The input
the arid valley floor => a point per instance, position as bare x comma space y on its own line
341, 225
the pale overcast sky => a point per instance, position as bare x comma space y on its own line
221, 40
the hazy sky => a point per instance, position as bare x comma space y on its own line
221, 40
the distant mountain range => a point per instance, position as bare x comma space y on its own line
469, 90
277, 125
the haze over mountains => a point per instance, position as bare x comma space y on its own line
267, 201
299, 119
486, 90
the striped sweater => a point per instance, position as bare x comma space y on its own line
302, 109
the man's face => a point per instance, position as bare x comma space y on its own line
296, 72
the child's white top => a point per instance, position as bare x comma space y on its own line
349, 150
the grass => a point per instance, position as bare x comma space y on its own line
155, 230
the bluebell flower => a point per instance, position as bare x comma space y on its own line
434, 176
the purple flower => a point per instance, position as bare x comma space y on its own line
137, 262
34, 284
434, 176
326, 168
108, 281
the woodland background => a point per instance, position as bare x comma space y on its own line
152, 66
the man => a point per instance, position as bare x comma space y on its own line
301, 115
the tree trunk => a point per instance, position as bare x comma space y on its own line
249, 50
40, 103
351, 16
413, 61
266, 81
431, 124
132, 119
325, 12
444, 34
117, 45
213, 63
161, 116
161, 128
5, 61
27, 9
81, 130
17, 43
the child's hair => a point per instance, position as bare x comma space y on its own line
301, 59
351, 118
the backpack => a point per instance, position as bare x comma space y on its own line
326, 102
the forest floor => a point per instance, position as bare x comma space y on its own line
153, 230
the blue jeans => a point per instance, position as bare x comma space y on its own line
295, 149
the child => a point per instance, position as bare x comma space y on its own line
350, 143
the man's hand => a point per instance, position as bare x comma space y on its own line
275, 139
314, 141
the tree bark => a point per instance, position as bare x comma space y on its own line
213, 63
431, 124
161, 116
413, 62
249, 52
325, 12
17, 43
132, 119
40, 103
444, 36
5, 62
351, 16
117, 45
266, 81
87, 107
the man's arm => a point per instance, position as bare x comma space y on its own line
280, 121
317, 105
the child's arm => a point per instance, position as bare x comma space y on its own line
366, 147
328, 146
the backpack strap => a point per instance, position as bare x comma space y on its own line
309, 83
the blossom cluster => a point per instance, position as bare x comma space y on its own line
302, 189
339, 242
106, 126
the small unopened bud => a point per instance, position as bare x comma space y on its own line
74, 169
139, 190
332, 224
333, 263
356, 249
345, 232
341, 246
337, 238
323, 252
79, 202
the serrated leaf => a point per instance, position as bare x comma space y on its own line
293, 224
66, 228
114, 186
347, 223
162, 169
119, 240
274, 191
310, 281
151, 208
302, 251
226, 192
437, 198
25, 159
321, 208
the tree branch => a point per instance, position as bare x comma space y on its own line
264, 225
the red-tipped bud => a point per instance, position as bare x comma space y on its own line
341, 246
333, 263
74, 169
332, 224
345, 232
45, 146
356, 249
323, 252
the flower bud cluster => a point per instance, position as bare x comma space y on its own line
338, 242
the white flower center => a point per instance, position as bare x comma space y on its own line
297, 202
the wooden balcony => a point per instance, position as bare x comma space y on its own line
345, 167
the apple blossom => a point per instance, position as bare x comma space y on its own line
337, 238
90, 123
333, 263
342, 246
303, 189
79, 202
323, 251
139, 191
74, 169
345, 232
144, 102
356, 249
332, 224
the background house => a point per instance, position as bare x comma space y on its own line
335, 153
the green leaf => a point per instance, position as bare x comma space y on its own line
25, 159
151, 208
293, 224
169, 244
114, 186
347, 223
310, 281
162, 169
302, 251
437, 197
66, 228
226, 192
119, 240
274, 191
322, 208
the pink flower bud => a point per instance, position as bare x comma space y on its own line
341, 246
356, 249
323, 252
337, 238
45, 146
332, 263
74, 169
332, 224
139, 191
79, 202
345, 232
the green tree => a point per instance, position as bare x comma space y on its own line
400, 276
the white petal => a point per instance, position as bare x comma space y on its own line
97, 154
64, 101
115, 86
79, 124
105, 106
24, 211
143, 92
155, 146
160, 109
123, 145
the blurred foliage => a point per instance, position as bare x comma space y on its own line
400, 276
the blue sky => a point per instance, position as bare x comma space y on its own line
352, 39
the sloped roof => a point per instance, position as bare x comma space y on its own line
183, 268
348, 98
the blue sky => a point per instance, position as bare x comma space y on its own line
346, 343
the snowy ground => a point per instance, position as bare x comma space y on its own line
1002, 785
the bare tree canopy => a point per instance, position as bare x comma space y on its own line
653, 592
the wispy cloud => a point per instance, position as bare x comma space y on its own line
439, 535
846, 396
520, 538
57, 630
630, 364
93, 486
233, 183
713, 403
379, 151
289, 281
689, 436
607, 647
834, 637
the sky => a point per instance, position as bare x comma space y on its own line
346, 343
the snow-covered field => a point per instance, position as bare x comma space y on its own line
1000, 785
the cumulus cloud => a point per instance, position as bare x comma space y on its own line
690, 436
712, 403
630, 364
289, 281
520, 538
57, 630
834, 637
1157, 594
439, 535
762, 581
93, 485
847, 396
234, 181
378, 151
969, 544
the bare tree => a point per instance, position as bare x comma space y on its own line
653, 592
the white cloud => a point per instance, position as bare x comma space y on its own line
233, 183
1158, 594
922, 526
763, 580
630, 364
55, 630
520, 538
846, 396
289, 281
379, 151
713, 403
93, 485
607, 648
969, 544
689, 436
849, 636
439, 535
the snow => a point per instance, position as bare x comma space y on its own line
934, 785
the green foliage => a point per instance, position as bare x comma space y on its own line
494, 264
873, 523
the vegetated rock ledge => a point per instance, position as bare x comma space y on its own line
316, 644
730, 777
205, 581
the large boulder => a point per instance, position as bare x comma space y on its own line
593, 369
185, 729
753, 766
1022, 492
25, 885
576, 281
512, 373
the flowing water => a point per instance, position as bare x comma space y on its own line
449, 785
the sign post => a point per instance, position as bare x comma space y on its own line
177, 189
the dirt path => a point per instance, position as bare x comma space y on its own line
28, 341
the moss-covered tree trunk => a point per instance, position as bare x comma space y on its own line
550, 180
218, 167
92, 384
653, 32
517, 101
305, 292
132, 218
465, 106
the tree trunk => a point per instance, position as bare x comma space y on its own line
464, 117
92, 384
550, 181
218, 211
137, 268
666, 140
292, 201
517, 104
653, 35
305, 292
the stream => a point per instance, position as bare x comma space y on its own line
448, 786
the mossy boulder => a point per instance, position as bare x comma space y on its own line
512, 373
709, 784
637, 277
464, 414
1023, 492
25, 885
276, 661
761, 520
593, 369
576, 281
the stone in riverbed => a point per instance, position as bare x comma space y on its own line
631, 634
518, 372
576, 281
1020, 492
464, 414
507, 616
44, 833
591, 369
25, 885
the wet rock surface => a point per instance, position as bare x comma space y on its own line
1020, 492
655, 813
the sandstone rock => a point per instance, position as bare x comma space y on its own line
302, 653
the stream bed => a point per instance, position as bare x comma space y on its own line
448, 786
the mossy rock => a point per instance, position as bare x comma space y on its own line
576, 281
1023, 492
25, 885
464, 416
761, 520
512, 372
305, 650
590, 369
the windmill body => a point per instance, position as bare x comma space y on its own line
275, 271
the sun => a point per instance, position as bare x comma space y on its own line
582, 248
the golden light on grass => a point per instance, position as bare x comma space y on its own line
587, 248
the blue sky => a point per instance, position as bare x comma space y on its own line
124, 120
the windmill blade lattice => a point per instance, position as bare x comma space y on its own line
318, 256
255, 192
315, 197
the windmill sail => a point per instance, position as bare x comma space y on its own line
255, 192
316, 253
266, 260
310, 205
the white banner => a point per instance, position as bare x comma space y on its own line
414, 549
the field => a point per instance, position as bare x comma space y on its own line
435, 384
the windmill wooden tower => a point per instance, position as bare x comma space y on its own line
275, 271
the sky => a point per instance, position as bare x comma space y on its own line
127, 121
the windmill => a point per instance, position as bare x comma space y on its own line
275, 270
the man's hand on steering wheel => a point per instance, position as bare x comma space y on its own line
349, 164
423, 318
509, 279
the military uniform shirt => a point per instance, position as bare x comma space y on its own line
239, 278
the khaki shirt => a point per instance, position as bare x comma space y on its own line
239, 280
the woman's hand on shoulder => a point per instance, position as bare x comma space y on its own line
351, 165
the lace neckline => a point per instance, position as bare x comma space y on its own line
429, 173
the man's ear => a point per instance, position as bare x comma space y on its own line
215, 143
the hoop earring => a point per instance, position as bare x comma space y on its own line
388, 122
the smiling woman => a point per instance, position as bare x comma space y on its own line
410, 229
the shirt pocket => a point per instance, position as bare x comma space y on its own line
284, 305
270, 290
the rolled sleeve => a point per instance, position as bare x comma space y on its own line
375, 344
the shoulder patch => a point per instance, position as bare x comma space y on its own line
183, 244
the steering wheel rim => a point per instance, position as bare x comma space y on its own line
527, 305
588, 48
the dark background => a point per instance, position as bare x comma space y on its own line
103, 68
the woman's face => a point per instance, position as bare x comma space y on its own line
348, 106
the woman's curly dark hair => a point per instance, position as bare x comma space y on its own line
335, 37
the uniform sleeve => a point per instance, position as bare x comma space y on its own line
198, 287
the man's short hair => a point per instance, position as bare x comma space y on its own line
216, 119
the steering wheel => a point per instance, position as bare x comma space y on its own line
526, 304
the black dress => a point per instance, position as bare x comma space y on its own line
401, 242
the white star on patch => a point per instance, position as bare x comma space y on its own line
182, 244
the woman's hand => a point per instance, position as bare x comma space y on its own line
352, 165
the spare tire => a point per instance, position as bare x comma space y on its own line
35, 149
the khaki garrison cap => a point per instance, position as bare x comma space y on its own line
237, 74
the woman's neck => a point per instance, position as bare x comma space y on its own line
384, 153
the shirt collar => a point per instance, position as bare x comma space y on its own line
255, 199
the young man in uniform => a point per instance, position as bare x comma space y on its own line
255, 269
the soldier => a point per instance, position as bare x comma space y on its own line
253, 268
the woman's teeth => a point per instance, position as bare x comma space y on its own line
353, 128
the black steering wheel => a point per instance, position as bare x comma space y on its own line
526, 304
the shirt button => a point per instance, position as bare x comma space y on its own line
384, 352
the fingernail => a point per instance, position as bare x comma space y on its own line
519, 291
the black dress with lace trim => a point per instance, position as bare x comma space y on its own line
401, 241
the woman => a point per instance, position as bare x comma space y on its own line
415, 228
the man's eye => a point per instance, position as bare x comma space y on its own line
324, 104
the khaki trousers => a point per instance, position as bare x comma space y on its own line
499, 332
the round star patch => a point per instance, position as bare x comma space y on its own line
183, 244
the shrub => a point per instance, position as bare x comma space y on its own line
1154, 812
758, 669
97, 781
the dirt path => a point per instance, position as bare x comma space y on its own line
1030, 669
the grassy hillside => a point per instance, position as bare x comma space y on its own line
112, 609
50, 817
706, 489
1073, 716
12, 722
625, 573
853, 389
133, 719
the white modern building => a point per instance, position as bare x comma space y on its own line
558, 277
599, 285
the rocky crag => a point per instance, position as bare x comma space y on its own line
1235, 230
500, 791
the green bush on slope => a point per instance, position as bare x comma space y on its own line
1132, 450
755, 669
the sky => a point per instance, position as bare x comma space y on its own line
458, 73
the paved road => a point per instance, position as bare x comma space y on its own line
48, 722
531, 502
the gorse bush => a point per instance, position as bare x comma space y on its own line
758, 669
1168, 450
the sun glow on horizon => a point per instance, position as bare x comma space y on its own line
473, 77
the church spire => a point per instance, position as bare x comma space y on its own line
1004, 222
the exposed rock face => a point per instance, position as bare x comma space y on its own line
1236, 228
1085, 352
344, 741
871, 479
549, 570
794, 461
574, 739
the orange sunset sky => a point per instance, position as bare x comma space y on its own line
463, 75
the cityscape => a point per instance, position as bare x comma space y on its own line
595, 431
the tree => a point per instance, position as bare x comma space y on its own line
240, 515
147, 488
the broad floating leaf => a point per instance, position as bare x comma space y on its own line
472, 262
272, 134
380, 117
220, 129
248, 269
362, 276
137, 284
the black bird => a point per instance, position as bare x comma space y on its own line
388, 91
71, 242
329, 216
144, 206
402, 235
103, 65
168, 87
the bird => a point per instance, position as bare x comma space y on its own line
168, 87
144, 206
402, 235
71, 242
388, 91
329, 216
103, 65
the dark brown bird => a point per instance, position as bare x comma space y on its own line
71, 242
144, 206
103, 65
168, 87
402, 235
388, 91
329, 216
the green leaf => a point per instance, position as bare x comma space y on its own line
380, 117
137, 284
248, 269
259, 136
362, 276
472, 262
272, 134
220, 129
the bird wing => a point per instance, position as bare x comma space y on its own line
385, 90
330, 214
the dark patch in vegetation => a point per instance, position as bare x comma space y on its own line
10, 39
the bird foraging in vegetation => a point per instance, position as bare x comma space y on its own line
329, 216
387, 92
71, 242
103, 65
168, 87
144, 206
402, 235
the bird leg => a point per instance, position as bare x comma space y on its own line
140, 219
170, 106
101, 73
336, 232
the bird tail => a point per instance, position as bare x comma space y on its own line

Problem
Edit the lines from the one containing "the broad floating" through the last line, changing "vegetation" to "plants" and leaving everything else as it is. Return only those lines.

Answer to this problem
the broad floating leaf => a point per instance, position as bare x comma space y on its own line
472, 262
272, 134
380, 117
220, 129
248, 269
362, 276
137, 284
the black bird => a point per instance, position as bare x comma space y on its own line
388, 91
71, 242
329, 216
144, 206
402, 235
103, 65
168, 87
the bird => a point per instance, position as bare x comma space y on its own line
168, 87
144, 206
402, 235
71, 242
388, 91
329, 216
103, 65
the dark brown bird => a point per instance, position as bare x comma space y on its own line
71, 242
144, 206
103, 65
168, 87
402, 235
388, 91
329, 216
the green leaf => a point per instance, position as bare x comma space y on its own line
380, 117
137, 284
248, 269
259, 136
362, 276
472, 262
272, 134
220, 129
the bird wing => a point per instance, position as bare x comma space y on its own line
385, 90
330, 214
the dark patch in plants => a point per instance, position as bare x comma space y on its own line
10, 39
the bird foraging in plants => a point per instance, position as bare x comma space y on its own line
329, 216
387, 92
71, 242
103, 65
168, 87
144, 206
402, 235
the bird leg => a point per instance, position as bare x comma space y on its own line
140, 219
170, 106
101, 73
336, 232
the bird tail => a point per instance, position as bare x comma space y on its own line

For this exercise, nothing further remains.